*EXERCISE REQUIREMENTS*
Copy every line of the listing below word for word, without adding, dropping, or changing anything.

*PROVIDED INFORMATION*
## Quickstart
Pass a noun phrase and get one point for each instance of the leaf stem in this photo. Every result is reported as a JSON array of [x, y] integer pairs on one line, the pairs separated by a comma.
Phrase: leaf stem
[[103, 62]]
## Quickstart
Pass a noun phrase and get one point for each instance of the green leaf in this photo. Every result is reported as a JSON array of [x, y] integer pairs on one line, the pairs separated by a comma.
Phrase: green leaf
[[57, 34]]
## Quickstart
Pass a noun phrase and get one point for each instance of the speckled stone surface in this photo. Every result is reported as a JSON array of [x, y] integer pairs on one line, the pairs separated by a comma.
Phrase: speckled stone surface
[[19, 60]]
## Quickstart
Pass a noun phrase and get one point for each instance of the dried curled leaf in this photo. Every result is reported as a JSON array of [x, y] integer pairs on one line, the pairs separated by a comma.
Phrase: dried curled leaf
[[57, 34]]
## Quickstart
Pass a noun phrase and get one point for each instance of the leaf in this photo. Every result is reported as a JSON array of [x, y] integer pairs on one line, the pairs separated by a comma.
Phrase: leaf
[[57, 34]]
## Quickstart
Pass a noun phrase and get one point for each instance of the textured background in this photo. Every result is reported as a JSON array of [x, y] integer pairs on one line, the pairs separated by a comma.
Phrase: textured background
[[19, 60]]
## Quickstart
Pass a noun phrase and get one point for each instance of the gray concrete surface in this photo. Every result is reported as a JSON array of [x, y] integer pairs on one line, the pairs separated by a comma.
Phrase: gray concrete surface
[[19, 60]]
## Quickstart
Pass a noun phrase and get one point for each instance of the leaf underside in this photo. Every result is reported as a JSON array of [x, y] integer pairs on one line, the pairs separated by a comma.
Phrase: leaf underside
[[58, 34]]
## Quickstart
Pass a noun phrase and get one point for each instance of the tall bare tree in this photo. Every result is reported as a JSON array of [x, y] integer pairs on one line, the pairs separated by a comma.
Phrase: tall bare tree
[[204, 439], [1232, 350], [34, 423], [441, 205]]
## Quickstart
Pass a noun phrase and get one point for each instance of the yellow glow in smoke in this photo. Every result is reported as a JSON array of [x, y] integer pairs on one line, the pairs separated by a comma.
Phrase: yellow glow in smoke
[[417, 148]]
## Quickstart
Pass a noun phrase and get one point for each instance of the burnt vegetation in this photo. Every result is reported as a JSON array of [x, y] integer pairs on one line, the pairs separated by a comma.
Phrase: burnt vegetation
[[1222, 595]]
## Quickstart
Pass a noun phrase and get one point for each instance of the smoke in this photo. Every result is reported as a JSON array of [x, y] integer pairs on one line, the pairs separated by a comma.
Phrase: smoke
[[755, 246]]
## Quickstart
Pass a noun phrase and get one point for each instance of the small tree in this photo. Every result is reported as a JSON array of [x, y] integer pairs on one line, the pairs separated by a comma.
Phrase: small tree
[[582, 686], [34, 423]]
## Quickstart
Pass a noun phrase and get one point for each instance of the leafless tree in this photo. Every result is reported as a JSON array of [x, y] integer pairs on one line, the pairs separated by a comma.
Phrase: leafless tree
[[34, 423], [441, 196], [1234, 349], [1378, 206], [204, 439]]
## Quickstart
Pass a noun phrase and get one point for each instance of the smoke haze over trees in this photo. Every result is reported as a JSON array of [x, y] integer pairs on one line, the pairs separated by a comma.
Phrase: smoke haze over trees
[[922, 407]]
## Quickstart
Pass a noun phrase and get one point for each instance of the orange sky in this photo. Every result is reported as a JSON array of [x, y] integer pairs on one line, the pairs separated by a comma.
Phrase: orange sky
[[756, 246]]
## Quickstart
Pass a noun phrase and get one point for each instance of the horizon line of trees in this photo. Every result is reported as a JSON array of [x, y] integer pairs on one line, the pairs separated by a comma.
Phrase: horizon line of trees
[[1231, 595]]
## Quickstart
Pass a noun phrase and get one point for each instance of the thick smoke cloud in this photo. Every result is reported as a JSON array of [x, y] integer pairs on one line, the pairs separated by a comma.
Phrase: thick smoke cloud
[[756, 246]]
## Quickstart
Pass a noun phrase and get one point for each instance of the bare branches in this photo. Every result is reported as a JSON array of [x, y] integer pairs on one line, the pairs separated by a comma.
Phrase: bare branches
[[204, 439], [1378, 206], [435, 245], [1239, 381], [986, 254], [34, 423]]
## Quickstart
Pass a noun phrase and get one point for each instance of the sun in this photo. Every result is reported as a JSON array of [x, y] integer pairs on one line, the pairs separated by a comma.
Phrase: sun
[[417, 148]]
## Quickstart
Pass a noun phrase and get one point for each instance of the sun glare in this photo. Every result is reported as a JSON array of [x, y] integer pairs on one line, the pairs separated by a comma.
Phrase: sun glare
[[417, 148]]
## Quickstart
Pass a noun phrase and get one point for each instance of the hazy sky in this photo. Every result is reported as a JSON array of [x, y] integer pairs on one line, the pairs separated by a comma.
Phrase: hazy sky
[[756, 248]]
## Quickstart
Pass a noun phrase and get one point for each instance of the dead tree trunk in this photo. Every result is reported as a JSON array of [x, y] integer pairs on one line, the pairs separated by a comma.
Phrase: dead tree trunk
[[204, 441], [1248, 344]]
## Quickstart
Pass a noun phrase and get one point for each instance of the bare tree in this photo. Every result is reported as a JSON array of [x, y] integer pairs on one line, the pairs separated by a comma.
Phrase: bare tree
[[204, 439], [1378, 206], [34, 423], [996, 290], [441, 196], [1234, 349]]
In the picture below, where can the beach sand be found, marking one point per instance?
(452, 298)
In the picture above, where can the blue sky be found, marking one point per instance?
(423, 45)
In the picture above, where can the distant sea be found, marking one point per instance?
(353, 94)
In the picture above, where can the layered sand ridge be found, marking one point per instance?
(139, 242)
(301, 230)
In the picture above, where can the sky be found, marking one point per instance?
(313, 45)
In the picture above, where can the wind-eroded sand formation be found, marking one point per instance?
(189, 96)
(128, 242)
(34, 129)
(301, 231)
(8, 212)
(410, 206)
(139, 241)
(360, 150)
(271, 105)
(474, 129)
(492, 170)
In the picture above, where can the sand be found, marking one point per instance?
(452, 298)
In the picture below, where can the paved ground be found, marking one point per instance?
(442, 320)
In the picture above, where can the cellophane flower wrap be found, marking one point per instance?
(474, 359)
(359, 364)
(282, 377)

*SOLUTION BELOW*
## Quickstart
Pass a noun phrase and get one point for each instance of the leaf stem in this photo. Every result is reported as a JSON array of [x, y] integer pairs on one line, the pairs separated by a comma.
Phrase: leaf stem
[[103, 62]]
## Quickstart
Pass a noun phrase and get one point for each instance of the green leaf in this photo. Every result is reported as a JSON array of [x, y] integer pairs on one line, the pairs separated by a comma.
Phrase: green leaf
[[57, 34]]
## Quickstart
Pass a noun phrase and get one point for each instance of the speckled stone surface in this photo. Every result is reported as a JSON array of [x, y] integer pairs on one line, the pairs separated by a comma.
Phrase: speckled stone surface
[[19, 60]]
## Quickstart
Pass a noun phrase and get one point for each instance of the dried curled leaf in this photo. Every result is reported as a JSON array of [x, y] integer pairs on one line, the pairs separated by a comma.
Phrase: dried curled leaf
[[57, 34]]
## Quickstart
Pass a noun phrase and get one point for each instance of the leaf in this photo. Every result is reported as a JSON array of [x, y] integer pairs on one line, the pairs separated by a comma.
Phrase: leaf
[[57, 34]]
## Quickstart
Pass a noun phrase and get one point for each instance of the textured background in this photo. Every result is reported as a JSON array of [x, y] integer pairs on one line, the pairs separated by a comma.
Phrase: textured background
[[19, 60]]
## Quickstart
Pass a noun phrase and get one point for each instance of the gray concrete surface in this photo. Every result is reported as a JSON array of [x, y] integer pairs on one line, the pairs separated by a comma.
Phrase: gray concrete surface
[[19, 60]]
## Quickstart
Pass a noun phrase and get one point for each instance of the leaf underside in this photo. Every result is reported as a JSON array of [x, y] integer pairs on one line, the pairs separated by a comma.
Phrase: leaf underside
[[58, 34]]
## Quickstart
Pass a noun phrase and get one point for each instance of the tall bare tree in this photo. Every result is reported as a JSON array of [x, y] integer pairs on one line, the pairs separated by a comma.
Phrase: tall bare tree
[[204, 439], [1232, 350], [34, 423], [441, 205]]
## Quickstart
Pass a noun phrase and get one point for each instance of the yellow glow in smoke in this photo. Every result is reported as a JSON array of [x, y] integer pairs on one line, the pairs separated by a comma.
Phrase: yellow glow in smoke
[[417, 148]]
## Quickstart
Pass a noun phrase and get one point for each instance of the burnt vegetation in this photo. Every result is reported as a JSON array of [x, y] integer pairs on one line, the pairs separated by a comma.
Phrase: burnt vegetation
[[1222, 595]]
## Quickstart
Pass a noun phrase and get one point for each instance of the smoke in this photo. Every result is reported as a JSON array of [x, y] integer pairs on one line, the pairs separated by a comma.
Phrase: smoke
[[755, 246]]
## Quickstart
Pass a noun phrase and get one point for each instance of the small tree in this photo. Every result is reported as a JSON array of [x, y] integer pairs on one line, the pairs separated by a comma.
Phrase: small tree
[[582, 686], [34, 423]]
## Quickstart
Pass a noun phrase and get one point for each instance of the leafless tree in this photo. Every result is reported as a JSON array of [x, y] integer pairs on one line, the pairs separated by a comma.
Phrase: leafless tree
[[34, 423], [441, 196], [1234, 349], [1378, 206], [204, 439]]
## Quickstart
Pass a noun phrase and get one point for each instance of the smoke haze over trees in this photo. Every result is reported as a JSON array of [x, y] integer pairs on one line, the pairs separated by a comma.
Phrase: smoke haze over trees
[[922, 407]]
## Quickstart
Pass a noun phrase and get one point for each instance of the orange sky in this photo. Every result is reported as a JSON array of [x, y] integer pairs on one line, the pairs separated by a comma.
Phrase: orange sky
[[756, 246]]
## Quickstart
Pass a noun phrase and get one point for each instance of the horizon line of trees in this photo. Every result is reported as a JSON array of [x, y] integer pairs on one line, the pairs separated by a comma.
Phrase: horizon line of trees
[[1231, 595]]
## Quickstart
Pass a noun phrase and get one point for each instance of the thick smoke cloud in this photo. Every result is reported as a JSON array of [x, y] integer pairs on one line, the pairs separated by a comma.
Phrase: thick smoke cloud
[[756, 246]]
## Quickstart
Pass a noun phrase and get one point for each instance of the bare branches in this photo. Every result is reported as a JSON array of [x, y] integer pairs on one line, the pairs separated by a comma.
Phrase: bare branches
[[204, 439], [1378, 206], [435, 245], [1239, 381], [986, 254], [34, 423]]
## Quickstart
Pass a noun phrase and get one point for each instance of the sun in this photo. Every result is reported as a JSON array of [x, y] integer pairs on one line, the pairs separated by a comma.
Phrase: sun
[[417, 148]]
## Quickstart
Pass a noun phrase and get one point for each instance of the sun glare in this photo. Every result is reported as a JSON array of [x, y] integer pairs on one line, the pairs separated by a comma.
Phrase: sun glare
[[417, 148]]
## Quickstart
Pass a noun phrase and get one point for each instance of the hazy sky in this photo. Every result is reported as a JSON array of [x, y] integer pairs on one line, the pairs separated by a comma.
Phrase: hazy sky
[[756, 248]]
## Quickstart
Pass a noun phrase and get one point for each instance of the dead tree trunk in this photo. Every result is reported as a JSON array of [x, y] integer pairs on one line, the pairs separated by a comma.
Phrase: dead tree trunk
[[204, 441], [1248, 344]]
## Quickstart
Pass a noun phrase and get one point for each instance of the bare tree in this photo. Every result is reported as a JSON array of [x, y] integer pairs on one line, the pairs separated by a comma.
Phrase: bare tree
[[204, 439], [1378, 206], [34, 423], [996, 290], [441, 196], [1234, 349]]
In the picture below, where can the beach sand be found, marking one point per instance?
(452, 298)
In the picture above, where can the blue sky be found, marking one point per instance?
(423, 45)
In the picture above, where can the distant sea be found, marking one point per instance?
(353, 94)
In the picture above, where can the layered sand ridge be found, marking one point per instance?
(139, 242)
(301, 230)
In the picture above, where can the sky be found, marking one point per instance?
(313, 45)
In the picture above, where can the wind-eroded sand formation be found, marking one point per instance?
(189, 96)
(128, 242)
(34, 129)
(301, 231)
(8, 212)
(410, 206)
(139, 241)
(360, 150)
(271, 105)
(474, 129)
(492, 170)
In the picture above, where can the sand be found, marking one point per instance?
(452, 298)
In the picture below, where can the paved ground be found, marking one point per instance?
(442, 320)
In the picture above, where can the cellophane flower wrap be found, marking one point per instance?
(474, 359)
(359, 364)
(282, 377)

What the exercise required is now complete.